## WHAT THE TASK ASKS
Output only the line that contains "column 302, row 298" and the lines after it, all verbatim, through the last one below.

## PROVIDED ENTRIES
▶
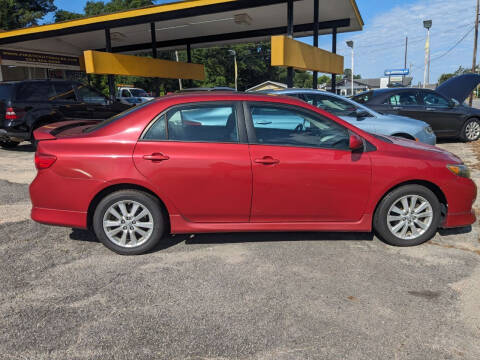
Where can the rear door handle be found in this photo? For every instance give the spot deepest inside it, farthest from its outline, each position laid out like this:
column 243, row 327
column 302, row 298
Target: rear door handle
column 267, row 160
column 156, row 157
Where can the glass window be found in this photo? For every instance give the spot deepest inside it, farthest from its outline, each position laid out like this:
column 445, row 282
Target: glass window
column 34, row 91
column 331, row 104
column 63, row 91
column 432, row 99
column 282, row 126
column 403, row 98
column 157, row 131
column 208, row 123
column 90, row 96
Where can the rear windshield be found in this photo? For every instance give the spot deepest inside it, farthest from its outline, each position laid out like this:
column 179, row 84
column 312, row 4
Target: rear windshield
column 6, row 91
column 114, row 118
◀
## ANSWER TO THE PROBLEM
column 302, row 298
Target: rear door handle
column 267, row 160
column 156, row 157
Where can the glass window be found in this photo? For every instance give the spot deepest inside it, farthest from its outline, each position laid out like this:
column 445, row 282
Target: glass window
column 34, row 91
column 331, row 104
column 63, row 91
column 432, row 99
column 282, row 126
column 403, row 98
column 157, row 131
column 208, row 123
column 90, row 96
Where can the rear windshield be found in this photo? For every instance give the spot deepest inside it, farthest from its outline, each position laid out like this:
column 179, row 84
column 312, row 4
Target: rear windshield
column 6, row 91
column 114, row 118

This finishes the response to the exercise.